Segmentation labeling items
◇ ◇ ◇ ◇ ◇ ◇ ◇
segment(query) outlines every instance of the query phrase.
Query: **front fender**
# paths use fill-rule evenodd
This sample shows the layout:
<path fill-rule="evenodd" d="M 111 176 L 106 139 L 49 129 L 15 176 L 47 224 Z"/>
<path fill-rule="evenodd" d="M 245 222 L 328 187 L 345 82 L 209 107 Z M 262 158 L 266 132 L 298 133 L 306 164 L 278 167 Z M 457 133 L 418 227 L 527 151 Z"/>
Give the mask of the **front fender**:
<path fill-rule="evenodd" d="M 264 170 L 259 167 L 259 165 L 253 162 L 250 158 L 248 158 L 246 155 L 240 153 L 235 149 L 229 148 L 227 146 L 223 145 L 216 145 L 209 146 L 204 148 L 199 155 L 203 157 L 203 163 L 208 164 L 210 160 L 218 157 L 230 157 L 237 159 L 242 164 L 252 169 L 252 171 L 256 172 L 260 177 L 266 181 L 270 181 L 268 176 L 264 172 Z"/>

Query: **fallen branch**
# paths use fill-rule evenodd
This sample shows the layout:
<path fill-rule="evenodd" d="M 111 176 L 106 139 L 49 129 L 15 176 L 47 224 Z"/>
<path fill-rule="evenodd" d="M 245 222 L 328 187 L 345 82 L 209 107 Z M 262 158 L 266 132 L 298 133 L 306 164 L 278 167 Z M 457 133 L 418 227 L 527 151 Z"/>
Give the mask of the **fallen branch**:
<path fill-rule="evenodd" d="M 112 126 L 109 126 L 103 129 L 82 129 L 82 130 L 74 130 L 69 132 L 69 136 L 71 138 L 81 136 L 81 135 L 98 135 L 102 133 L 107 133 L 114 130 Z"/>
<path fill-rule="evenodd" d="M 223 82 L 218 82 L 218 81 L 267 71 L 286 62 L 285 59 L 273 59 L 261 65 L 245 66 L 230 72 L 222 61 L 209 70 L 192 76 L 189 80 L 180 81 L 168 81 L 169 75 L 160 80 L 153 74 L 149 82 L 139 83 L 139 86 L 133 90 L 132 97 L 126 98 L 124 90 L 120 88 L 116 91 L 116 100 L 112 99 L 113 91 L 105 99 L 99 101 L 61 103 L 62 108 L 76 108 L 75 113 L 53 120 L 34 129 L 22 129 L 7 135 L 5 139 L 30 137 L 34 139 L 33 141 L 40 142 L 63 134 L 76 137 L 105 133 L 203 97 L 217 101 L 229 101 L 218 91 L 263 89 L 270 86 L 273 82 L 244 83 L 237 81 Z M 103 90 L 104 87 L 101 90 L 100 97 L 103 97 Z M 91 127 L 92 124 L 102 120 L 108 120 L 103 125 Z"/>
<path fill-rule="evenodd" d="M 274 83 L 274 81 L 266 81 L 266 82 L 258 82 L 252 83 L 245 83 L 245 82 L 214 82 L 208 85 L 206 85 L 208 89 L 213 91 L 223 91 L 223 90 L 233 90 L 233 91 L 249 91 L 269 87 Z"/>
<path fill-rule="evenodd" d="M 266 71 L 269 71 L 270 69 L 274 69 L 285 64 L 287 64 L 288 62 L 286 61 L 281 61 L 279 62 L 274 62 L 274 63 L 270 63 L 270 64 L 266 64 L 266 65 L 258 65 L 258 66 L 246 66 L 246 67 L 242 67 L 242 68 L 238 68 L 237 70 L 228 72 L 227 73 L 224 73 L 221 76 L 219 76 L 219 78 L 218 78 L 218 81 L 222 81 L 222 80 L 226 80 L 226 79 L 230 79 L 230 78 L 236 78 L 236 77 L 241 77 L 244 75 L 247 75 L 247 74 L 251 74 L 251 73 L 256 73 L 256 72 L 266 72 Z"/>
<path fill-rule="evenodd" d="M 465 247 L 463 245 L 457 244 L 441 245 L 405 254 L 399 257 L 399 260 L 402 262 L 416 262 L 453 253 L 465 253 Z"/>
◇ ◇ ◇ ◇ ◇ ◇ ◇
Task goal
Set down every record above exactly as given.

Result for this task
segment(query) outlines every instance of the query phrase.
Query: **front fender**
# paths use fill-rule evenodd
This sample shows the layout:
<path fill-rule="evenodd" d="M 111 176 L 106 139 L 49 129 L 15 176 L 47 224 Z"/>
<path fill-rule="evenodd" d="M 245 222 L 328 187 L 345 82 L 209 107 Z M 262 158 L 266 132 L 298 133 L 306 164 L 278 167 Z M 457 133 L 418 227 L 527 151 Z"/>
Give the mask of the **front fender**:
<path fill-rule="evenodd" d="M 264 170 L 259 167 L 259 165 L 253 162 L 250 158 L 248 158 L 246 155 L 240 153 L 235 149 L 229 148 L 227 146 L 223 145 L 216 145 L 209 146 L 204 148 L 199 155 L 203 157 L 203 163 L 208 164 L 210 160 L 218 157 L 230 157 L 237 159 L 242 164 L 252 169 L 252 171 L 256 172 L 260 177 L 266 181 L 270 181 L 268 176 L 264 172 Z"/>

Query: **fallen branch**
# paths use fill-rule evenodd
This sample shows the layout:
<path fill-rule="evenodd" d="M 111 176 L 106 139 L 49 129 L 15 176 L 47 224 Z"/>
<path fill-rule="evenodd" d="M 245 222 L 328 187 L 345 82 L 209 107 Z M 262 158 L 266 132 L 298 133 L 306 164 L 278 167 Z M 457 133 L 418 227 L 527 151 Z"/>
Give the mask of the **fallen branch**:
<path fill-rule="evenodd" d="M 112 126 L 109 126 L 103 129 L 82 129 L 82 130 L 74 130 L 69 132 L 69 136 L 71 138 L 81 136 L 81 135 L 98 135 L 102 133 L 107 133 L 114 130 Z"/>
<path fill-rule="evenodd" d="M 223 82 L 218 82 L 218 81 L 267 71 L 286 62 L 285 59 L 273 59 L 261 65 L 245 66 L 230 72 L 222 61 L 209 70 L 192 76 L 189 80 L 180 81 L 168 81 L 169 75 L 160 80 L 153 74 L 149 82 L 139 83 L 139 86 L 133 90 L 132 97 L 126 98 L 124 90 L 120 88 L 116 91 L 116 100 L 112 99 L 113 91 L 105 99 L 99 101 L 61 103 L 62 108 L 76 108 L 75 113 L 53 120 L 34 129 L 22 129 L 7 135 L 5 139 L 30 137 L 34 139 L 33 141 L 40 142 L 63 134 L 76 137 L 105 133 L 203 97 L 217 101 L 229 101 L 218 91 L 263 89 L 270 86 L 273 82 L 244 83 L 237 81 Z M 103 90 L 104 87 L 101 90 L 100 97 L 103 97 Z M 91 127 L 92 124 L 102 120 L 108 120 L 103 125 Z"/>
<path fill-rule="evenodd" d="M 274 83 L 274 81 L 266 81 L 266 82 L 258 82 L 252 83 L 245 83 L 245 82 L 214 82 L 208 85 L 206 85 L 208 89 L 213 91 L 223 91 L 223 90 L 233 90 L 233 91 L 249 91 L 269 87 Z"/>
<path fill-rule="evenodd" d="M 266 71 L 269 71 L 270 69 L 274 69 L 285 64 L 287 64 L 288 62 L 286 61 L 281 61 L 279 62 L 274 62 L 274 63 L 270 63 L 270 64 L 266 64 L 266 65 L 258 65 L 258 66 L 246 66 L 246 67 L 242 67 L 242 68 L 238 68 L 237 70 L 228 72 L 227 73 L 224 73 L 221 76 L 219 76 L 219 78 L 218 78 L 218 81 L 222 81 L 222 80 L 226 80 L 226 79 L 230 79 L 230 78 L 236 78 L 236 77 L 241 77 L 244 75 L 247 75 L 247 74 L 251 74 L 251 73 L 256 73 L 256 72 L 266 72 Z"/>
<path fill-rule="evenodd" d="M 465 247 L 463 245 L 457 244 L 441 245 L 405 254 L 399 257 L 399 260 L 402 262 L 416 262 L 453 253 L 465 253 Z"/>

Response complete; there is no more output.